It’s probably not coincidental that fascism flourished after the First World War, during which millions participated in or suffered violence
People with harsh, disciplinarian parents are far more likely to support authoritarians and visit strict punishments upon their children, while physical and sexual abusers were often abused themselves. It’s probably not coincidental that Nazism and fascism flourished in the aftermath of the First World War: millions of people had participated in violence or suffered it themselves. Fascism takes root in the soil of collective trauma, whether that trauma is war, economic calamity or personal tragedy.
Although pain can catalyse vicious cycles, it can also unite us and encourage a more uplifting politics. Not all sufferers become destructive. To escape the prison of isolation, we seek community and solidarity wherever they can be found. This search results in assertions of identity-based pride.
These assertions can be ugly: consider the Proud Boys’ and Oath Keepers’ chauvinistic paroxysms of white nationalism. But they are often positive: consider egalitarian social movements like Black Lives Matter and ideologies like gay pride and feminism, which elevate wrongfully marginalised people.
Whether you have truly been forgotten is irrelevant in terms of your experience of rejection, at least psychologically speaking. Our lived experiences aren’t relative. All that counts is the perception that you have been spurned: feelings matter more than facts.
A trans woman of colour in a depressed inner-city neighbourhood feels rejected by government and society; a white heterosexual Christian man in a decaying small town feels neglected by an economy that grinds him down. Both justly feel deserted, hurt by a country that fails to hold human beings above inordinate private fortunes. The challenge confronting us is to create a political movement powerful enough to address both people’s sense of abandonment, without compromising one inch on the rights of marginalised groups in a misguided attempt to court cultural conservatives.
Defence against authoritarianism
In 2016, Hillary Clinton declared that “what this country needs is more love and kindness”. Joe Biden has proclaimed that we need “hope and light and love”. Even Donald Trump addressed widespread malaise in his inaugural address, mendaciously claiming that “the forgotten men and women of our country will be forgotten no longer”.

▶ EXERCISE AIM:
Name every political figure whom the text on trauma and authoritarian politics quotes directly.

▶ MATERIAL SHOWN:
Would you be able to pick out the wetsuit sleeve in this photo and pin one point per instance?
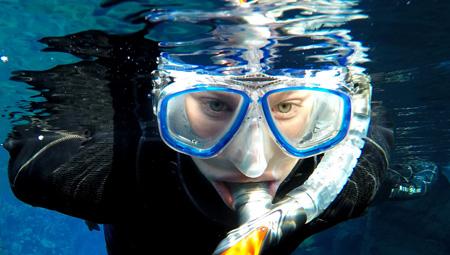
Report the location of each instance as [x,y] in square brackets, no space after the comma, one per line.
[73,174]
[361,188]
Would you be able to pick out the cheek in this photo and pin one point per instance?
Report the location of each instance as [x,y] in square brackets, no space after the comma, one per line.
[281,165]
[213,168]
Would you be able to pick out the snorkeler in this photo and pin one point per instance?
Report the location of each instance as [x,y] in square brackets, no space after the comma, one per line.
[238,146]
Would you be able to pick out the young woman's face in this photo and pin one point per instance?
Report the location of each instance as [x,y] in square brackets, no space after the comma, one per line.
[211,113]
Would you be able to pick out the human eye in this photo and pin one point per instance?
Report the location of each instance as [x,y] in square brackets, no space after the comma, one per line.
[215,105]
[286,109]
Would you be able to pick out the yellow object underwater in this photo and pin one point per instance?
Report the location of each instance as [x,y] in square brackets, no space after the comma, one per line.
[249,245]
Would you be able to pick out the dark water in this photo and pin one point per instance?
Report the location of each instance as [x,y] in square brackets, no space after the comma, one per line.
[410,66]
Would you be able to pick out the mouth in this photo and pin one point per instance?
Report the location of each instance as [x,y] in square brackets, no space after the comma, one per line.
[224,190]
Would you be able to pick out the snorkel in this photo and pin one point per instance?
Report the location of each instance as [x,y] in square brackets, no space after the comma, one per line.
[263,224]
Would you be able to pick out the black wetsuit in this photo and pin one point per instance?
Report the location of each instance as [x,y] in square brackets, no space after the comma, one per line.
[119,173]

▶ COMPLETED EXERCISE:
Hillary Clinton, Joe Biden, and Donald Trump.